- **TASK BRIEF**
Please convert every line from the start of the items through the line holding "Trace every instance of the icy", inclusive, into a Markdown table with the columns "Row" and "Line text". Skip blank lines and leave the pictures out.

-- START PROVIDED RECORDS --

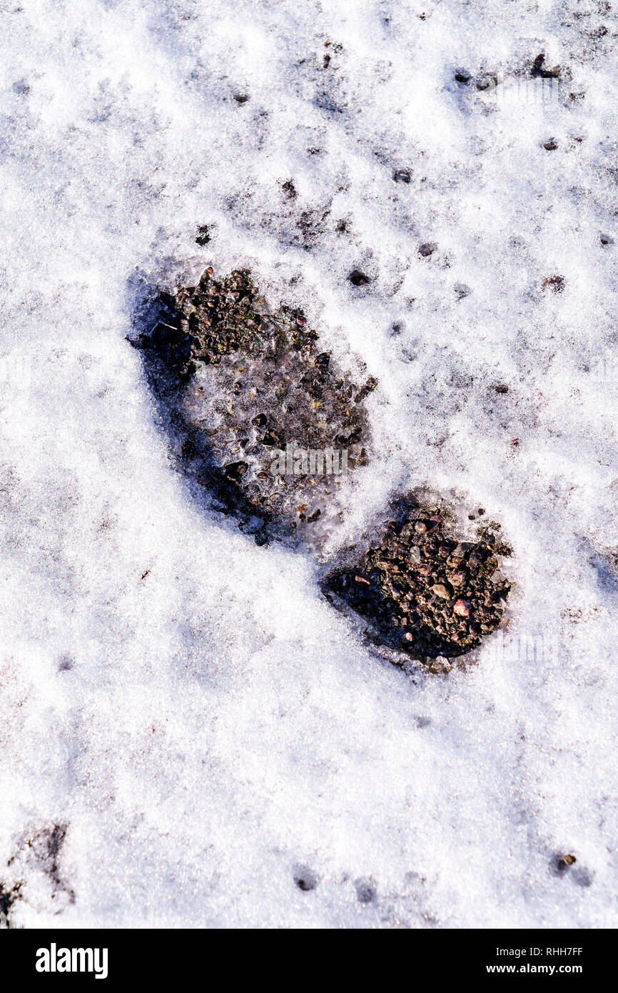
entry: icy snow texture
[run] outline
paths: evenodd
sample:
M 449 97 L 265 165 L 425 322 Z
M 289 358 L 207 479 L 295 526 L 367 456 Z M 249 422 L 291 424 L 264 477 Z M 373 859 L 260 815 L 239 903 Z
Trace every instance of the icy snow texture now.
M 14 0 L 0 23 L 14 922 L 615 926 L 615 11 Z M 556 92 L 506 99 L 540 52 Z M 125 336 L 141 285 L 210 263 L 379 378 L 350 527 L 421 483 L 502 522 L 511 621 L 471 667 L 381 662 L 310 559 L 192 498 Z

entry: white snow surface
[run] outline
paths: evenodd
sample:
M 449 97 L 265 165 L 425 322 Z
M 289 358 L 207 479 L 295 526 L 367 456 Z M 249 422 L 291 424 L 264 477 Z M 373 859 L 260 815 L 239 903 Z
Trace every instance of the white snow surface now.
M 618 924 L 607 7 L 1 4 L 17 926 Z M 541 52 L 562 68 L 551 88 Z M 209 264 L 250 267 L 380 381 L 337 542 L 420 485 L 502 524 L 508 625 L 469 665 L 389 665 L 310 556 L 194 499 L 126 336 L 140 287 Z

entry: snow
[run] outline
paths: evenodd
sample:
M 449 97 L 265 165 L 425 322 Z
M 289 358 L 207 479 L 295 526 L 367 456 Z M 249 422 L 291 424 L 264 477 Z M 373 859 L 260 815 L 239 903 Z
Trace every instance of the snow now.
M 2 4 L 16 924 L 618 923 L 606 6 Z M 541 52 L 562 71 L 530 99 Z M 418 486 L 502 524 L 509 625 L 468 666 L 388 665 L 309 555 L 193 498 L 126 336 L 144 287 L 209 264 L 249 266 L 379 379 L 378 455 L 336 542 Z

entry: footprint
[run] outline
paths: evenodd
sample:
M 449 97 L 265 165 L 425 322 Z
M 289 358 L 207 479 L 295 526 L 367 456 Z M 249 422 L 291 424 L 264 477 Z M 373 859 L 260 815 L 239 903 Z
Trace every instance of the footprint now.
M 193 493 L 258 544 L 319 555 L 371 458 L 376 379 L 356 383 L 305 315 L 272 311 L 246 270 L 216 280 L 209 268 L 175 294 L 147 288 L 136 324 L 131 344 Z M 414 496 L 390 511 L 372 544 L 327 565 L 320 590 L 363 619 L 372 643 L 447 670 L 500 623 L 511 587 L 495 574 L 510 550 L 491 528 L 458 541 L 448 512 Z

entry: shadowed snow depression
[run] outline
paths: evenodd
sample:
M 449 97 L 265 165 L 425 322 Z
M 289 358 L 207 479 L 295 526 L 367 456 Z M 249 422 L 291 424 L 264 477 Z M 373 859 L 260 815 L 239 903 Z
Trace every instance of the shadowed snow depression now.
M 0 24 L 0 913 L 616 926 L 613 4 Z M 339 411 L 327 510 L 255 461 L 281 366 L 134 347 L 208 269 Z

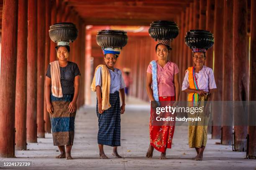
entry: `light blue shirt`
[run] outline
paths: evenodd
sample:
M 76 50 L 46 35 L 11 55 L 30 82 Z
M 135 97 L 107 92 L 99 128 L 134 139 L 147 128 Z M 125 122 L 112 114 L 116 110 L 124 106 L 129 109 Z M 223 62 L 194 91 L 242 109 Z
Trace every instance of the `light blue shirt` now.
M 114 71 L 108 69 L 109 74 L 110 76 L 110 93 L 114 93 L 116 91 L 119 91 L 119 90 L 125 87 L 125 84 L 122 76 L 122 72 L 118 69 L 115 68 Z M 101 87 L 102 85 L 102 68 L 99 67 L 96 71 L 95 74 L 95 86 L 97 85 Z

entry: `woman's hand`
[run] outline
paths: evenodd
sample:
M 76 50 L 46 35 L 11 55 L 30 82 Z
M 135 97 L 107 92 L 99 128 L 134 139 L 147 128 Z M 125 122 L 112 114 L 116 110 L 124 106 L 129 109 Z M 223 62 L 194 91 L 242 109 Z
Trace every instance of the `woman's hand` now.
M 152 108 L 156 109 L 156 108 L 159 106 L 158 103 L 157 103 L 157 102 L 156 102 L 156 100 L 152 100 L 151 101 L 151 107 Z
M 99 113 L 102 114 L 103 113 L 103 110 L 102 110 L 102 102 L 99 102 L 98 101 L 98 112 Z
M 125 105 L 123 104 L 121 106 L 121 114 L 124 114 L 125 111 Z
M 208 118 L 209 118 L 210 115 L 210 105 L 209 103 L 209 102 L 207 102 L 206 105 L 205 106 L 205 115 Z
M 74 101 L 72 101 L 69 105 L 69 112 L 73 113 L 76 111 L 77 110 L 77 103 Z
M 195 92 L 197 93 L 199 95 L 206 96 L 207 95 L 207 92 L 201 90 L 196 90 Z
M 46 110 L 48 112 L 52 115 L 53 114 L 53 107 L 51 102 L 46 103 Z

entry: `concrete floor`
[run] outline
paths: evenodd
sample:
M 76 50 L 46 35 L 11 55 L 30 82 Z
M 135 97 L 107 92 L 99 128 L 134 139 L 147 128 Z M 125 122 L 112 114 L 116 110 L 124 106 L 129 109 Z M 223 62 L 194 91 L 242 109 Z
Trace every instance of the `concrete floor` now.
M 93 96 L 93 98 L 95 96 Z M 204 160 L 190 160 L 195 151 L 187 143 L 187 127 L 176 126 L 172 149 L 167 150 L 166 160 L 159 159 L 160 153 L 154 152 L 153 158 L 145 158 L 149 144 L 149 104 L 130 98 L 125 114 L 121 116 L 121 146 L 119 154 L 123 158 L 111 155 L 112 148 L 105 146 L 110 160 L 98 159 L 97 144 L 97 119 L 95 103 L 77 111 L 75 120 L 74 143 L 72 150 L 74 160 L 54 158 L 59 152 L 53 146 L 51 134 L 38 138 L 37 143 L 28 143 L 28 150 L 16 151 L 16 158 L 0 158 L 0 168 L 5 161 L 31 161 L 27 168 L 9 167 L 8 169 L 33 170 L 256 170 L 256 161 L 245 159 L 245 152 L 232 151 L 231 146 L 215 145 L 220 140 L 209 139 Z M 208 136 L 210 138 L 210 136 Z

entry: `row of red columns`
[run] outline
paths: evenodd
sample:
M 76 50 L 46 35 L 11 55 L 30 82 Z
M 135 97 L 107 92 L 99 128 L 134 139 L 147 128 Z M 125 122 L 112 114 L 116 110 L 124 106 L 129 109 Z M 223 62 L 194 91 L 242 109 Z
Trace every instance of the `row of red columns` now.
M 56 60 L 56 44 L 50 41 L 48 31 L 49 26 L 57 22 L 72 22 L 79 30 L 78 38 L 71 45 L 69 60 L 77 64 L 81 72 L 77 108 L 83 105 L 85 26 L 77 13 L 62 0 L 4 3 L 0 138 L 5 140 L 0 140 L 0 157 L 11 158 L 15 149 L 26 149 L 27 141 L 36 142 L 37 137 L 51 132 L 44 78 L 49 62 Z
M 251 10 L 250 79 L 248 76 L 249 70 L 247 60 L 248 44 L 247 0 L 195 0 L 181 12 L 180 17 L 177 19 L 179 20 L 178 22 L 180 23 L 179 36 L 181 38 L 179 38 L 178 37 L 174 40 L 174 43 L 178 43 L 179 45 L 177 47 L 179 49 L 173 52 L 172 54 L 174 56 L 172 58 L 179 65 L 181 85 L 185 70 L 188 67 L 192 65 L 191 50 L 185 45 L 185 32 L 190 29 L 206 29 L 213 33 L 215 38 L 214 45 L 207 51 L 205 62 L 206 65 L 214 70 L 218 88 L 218 91 L 214 95 L 214 100 L 255 100 L 255 88 L 253 88 L 255 87 L 255 57 L 253 57 L 255 55 L 254 50 L 255 43 L 253 41 L 255 41 L 255 38 L 253 39 L 253 36 L 255 36 L 253 34 L 255 30 L 253 20 L 255 18 L 253 16 L 253 14 L 255 15 L 253 12 L 255 12 L 254 8 L 255 5 L 252 1 L 252 1 Z M 192 4 L 193 10 L 192 12 Z M 192 24 L 191 21 L 193 22 Z M 192 28 L 191 25 L 193 25 Z M 248 87 L 251 87 L 249 91 Z M 186 100 L 186 95 L 183 93 L 181 93 L 180 99 L 183 101 Z M 212 119 L 210 121 L 217 125 L 213 126 L 212 129 L 210 129 L 213 139 L 221 138 L 222 144 L 230 145 L 233 140 L 232 127 L 222 126 L 222 124 L 226 125 L 227 122 L 233 122 L 233 114 L 232 110 L 227 110 L 226 108 L 223 105 L 223 109 L 221 109 L 222 111 L 220 112 L 219 109 L 218 110 L 215 109 L 216 107 L 212 108 Z M 237 125 L 241 121 L 241 118 L 238 117 L 241 113 L 244 114 L 246 118 L 248 117 L 247 113 L 244 110 L 242 111 L 243 112 L 239 114 L 236 114 L 236 112 L 241 112 L 241 110 L 234 110 L 235 150 L 245 151 L 246 138 L 248 133 L 249 144 L 247 148 L 248 152 L 251 153 L 249 155 L 253 158 L 256 155 L 256 136 L 253 131 L 255 127 Z M 251 115 L 251 116 L 252 117 Z
M 201 5 L 199 5 L 199 4 Z M 186 32 L 190 29 L 206 29 L 213 33 L 215 38 L 213 47 L 209 49 L 207 52 L 205 63 L 206 66 L 214 70 L 218 88 L 218 90 L 214 95 L 214 100 L 216 101 L 256 100 L 254 89 L 255 80 L 256 79 L 255 77 L 255 57 L 253 57 L 255 56 L 255 50 L 253 50 L 255 49 L 255 41 L 253 41 L 255 40 L 255 38 L 253 37 L 255 36 L 254 33 L 255 25 L 253 25 L 255 21 L 253 20 L 255 18 L 253 16 L 255 12 L 253 8 L 255 7 L 253 5 L 255 5 L 254 3 L 252 3 L 251 10 L 250 70 L 248 68 L 248 61 L 247 60 L 248 44 L 247 42 L 247 0 L 195 0 L 189 4 L 189 7 L 187 6 L 184 11 L 182 11 L 181 15 L 177 18 L 177 21 L 175 21 L 179 24 L 179 34 L 172 43 L 173 50 L 171 57 L 172 60 L 177 63 L 179 66 L 180 70 L 179 80 L 181 86 L 185 70 L 188 67 L 193 65 L 191 50 L 185 44 L 184 38 Z M 129 37 L 129 44 L 124 48 L 131 48 L 133 49 L 134 51 L 137 51 L 136 47 L 137 45 L 140 46 L 139 44 L 138 44 L 139 41 L 133 40 L 134 38 L 131 36 Z M 140 39 L 142 40 L 141 38 Z M 132 45 L 132 43 L 134 45 Z M 145 44 L 143 45 L 143 46 L 145 45 Z M 146 51 L 146 48 L 145 46 L 143 48 L 143 51 Z M 154 45 L 151 48 L 154 49 Z M 138 50 L 138 52 L 140 52 L 140 51 Z M 151 52 L 154 53 L 154 51 Z M 126 52 L 123 52 L 122 54 L 123 58 L 129 55 Z M 136 57 L 136 56 L 134 57 Z M 135 59 L 138 62 L 138 67 L 136 66 L 137 64 L 129 64 L 129 61 L 123 60 L 125 59 L 123 59 L 123 57 L 118 59 L 122 61 L 118 62 L 125 63 L 123 65 L 120 64 L 119 65 L 120 67 L 129 67 L 130 65 L 133 72 L 137 74 L 134 75 L 136 78 L 133 79 L 134 84 L 131 88 L 131 94 L 135 97 L 146 100 L 148 99 L 146 92 L 143 90 L 142 88 L 141 88 L 144 87 L 143 82 L 140 82 L 140 81 L 144 80 L 141 75 L 141 69 L 145 71 L 145 69 L 146 69 L 145 67 L 150 60 L 154 59 L 153 57 L 148 57 L 148 55 L 147 57 L 147 59 L 144 58 L 142 59 L 143 56 Z M 147 59 L 148 58 L 149 58 L 149 60 Z M 142 64 L 141 60 L 143 61 L 148 60 L 148 62 L 144 62 L 144 63 Z M 251 77 L 249 79 L 248 74 L 249 70 Z M 143 75 L 144 73 L 145 72 Z M 132 77 L 133 74 L 132 72 Z M 137 80 L 138 78 L 139 79 Z M 248 91 L 248 87 L 251 87 L 250 91 Z M 140 92 L 138 93 L 139 91 Z M 183 92 L 181 92 L 181 100 L 186 100 L 186 95 Z M 144 98 L 145 95 L 146 95 L 146 98 Z M 237 125 L 241 121 L 241 114 L 243 114 L 247 118 L 247 113 L 244 110 L 242 110 L 244 112 L 240 112 L 240 114 L 236 114 L 236 112 L 240 112 L 241 110 L 234 110 L 233 114 L 232 110 L 226 110 L 228 108 L 225 107 L 224 105 L 223 105 L 223 108 L 220 109 L 220 109 L 218 110 L 215 109 L 216 107 L 212 108 L 212 120 L 210 120 L 210 123 L 215 125 L 212 126 L 212 129 L 209 128 L 210 132 L 212 133 L 212 138 L 221 139 L 221 144 L 223 145 L 231 144 L 233 127 L 226 125 L 227 122 L 233 122 L 234 115 L 234 150 L 238 151 L 243 151 L 246 150 L 246 138 L 248 134 L 249 145 L 247 146 L 248 151 L 248 153 L 251 153 L 249 154 L 249 156 L 251 155 L 250 158 L 255 157 L 256 136 L 254 130 L 255 127 Z M 251 115 L 251 116 L 253 117 L 253 115 Z M 248 120 L 250 120 L 250 117 Z

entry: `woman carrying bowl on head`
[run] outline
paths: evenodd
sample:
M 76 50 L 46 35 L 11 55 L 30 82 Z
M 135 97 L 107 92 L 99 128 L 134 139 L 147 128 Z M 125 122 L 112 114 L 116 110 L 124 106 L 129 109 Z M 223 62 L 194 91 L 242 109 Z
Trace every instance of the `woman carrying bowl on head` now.
M 186 70 L 182 89 L 188 93 L 189 106 L 203 108 L 202 112 L 189 114 L 189 117 L 201 118 L 200 122 L 189 122 L 189 145 L 190 148 L 195 148 L 197 155 L 192 159 L 196 160 L 202 160 L 207 141 L 210 102 L 216 89 L 212 70 L 204 65 L 206 52 L 204 48 L 192 48 L 192 59 L 195 66 L 189 67 Z
M 146 89 L 151 102 L 178 101 L 179 95 L 179 69 L 177 65 L 168 60 L 171 50 L 170 40 L 159 40 L 156 46 L 158 60 L 152 61 L 148 67 Z M 151 88 L 151 85 L 153 88 Z M 158 97 L 156 97 L 157 96 Z M 153 103 L 151 103 L 151 107 Z M 166 159 L 166 150 L 171 148 L 174 125 L 152 125 L 154 109 L 151 108 L 149 123 L 150 144 L 146 157 L 152 157 L 154 148 L 161 152 L 160 159 Z
M 81 74 L 77 65 L 67 60 L 69 42 L 59 42 L 55 49 L 58 60 L 50 63 L 46 73 L 47 110 L 50 113 L 54 145 L 58 146 L 60 151 L 56 158 L 71 160 Z

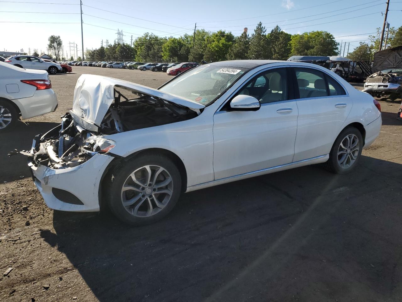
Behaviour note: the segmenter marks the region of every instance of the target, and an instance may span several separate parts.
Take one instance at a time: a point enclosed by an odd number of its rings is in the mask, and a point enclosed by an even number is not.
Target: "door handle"
[[[277,110],[277,112],[281,114],[287,114],[293,111],[291,108],[281,108]]]

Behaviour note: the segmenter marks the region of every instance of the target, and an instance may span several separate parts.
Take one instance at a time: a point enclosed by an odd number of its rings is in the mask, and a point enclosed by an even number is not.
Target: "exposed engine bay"
[[[100,124],[96,125],[97,131],[78,124],[70,111],[62,117],[60,125],[35,137],[30,153],[13,151],[9,156],[20,153],[31,157],[32,164],[37,166],[75,167],[97,153],[107,153],[113,149],[115,142],[108,139],[108,135],[186,120],[199,112],[124,87],[115,86],[113,92],[114,101]]]

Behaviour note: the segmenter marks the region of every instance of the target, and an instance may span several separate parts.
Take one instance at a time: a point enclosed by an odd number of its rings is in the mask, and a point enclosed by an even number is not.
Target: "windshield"
[[[391,69],[386,69],[381,71],[383,73],[402,73],[402,69],[400,68],[394,68]]]
[[[247,70],[239,67],[200,66],[174,78],[160,90],[207,106]]]

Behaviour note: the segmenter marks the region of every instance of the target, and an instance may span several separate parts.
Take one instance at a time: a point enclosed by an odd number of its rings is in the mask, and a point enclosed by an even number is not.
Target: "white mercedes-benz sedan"
[[[372,97],[312,64],[217,62],[158,89],[83,74],[72,110],[35,138],[29,165],[49,207],[108,205],[141,225],[184,192],[325,162],[349,172],[381,124]]]

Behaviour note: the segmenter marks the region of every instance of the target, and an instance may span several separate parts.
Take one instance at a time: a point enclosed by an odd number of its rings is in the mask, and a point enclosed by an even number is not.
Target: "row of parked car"
[[[106,68],[119,68],[126,69],[138,69],[144,71],[151,70],[152,71],[162,71],[169,75],[176,75],[192,67],[198,65],[195,62],[184,63],[144,63],[144,62],[113,62],[103,61],[98,62],[62,61],[62,64],[74,66],[90,66]]]

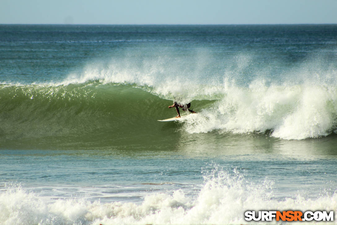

-- END PROVIDED RECORDS --

- **ANSWER TO THIS PROBLEM**
| Row | Line text |
|---|---|
| 1 | entry: icy snow texture |
| 2 | [run] outline |
| 3 | paths: evenodd |
| 4 | sample: |
| 5 | M 449 97 L 265 165 L 425 322 Z |
| 6 | M 289 358 L 207 479 L 295 526 L 367 456 Z M 249 422 L 291 424 L 264 477 Z M 373 859 L 260 815 L 239 903 Z |
| 7 | Trace every instance of the icy snow texture now. |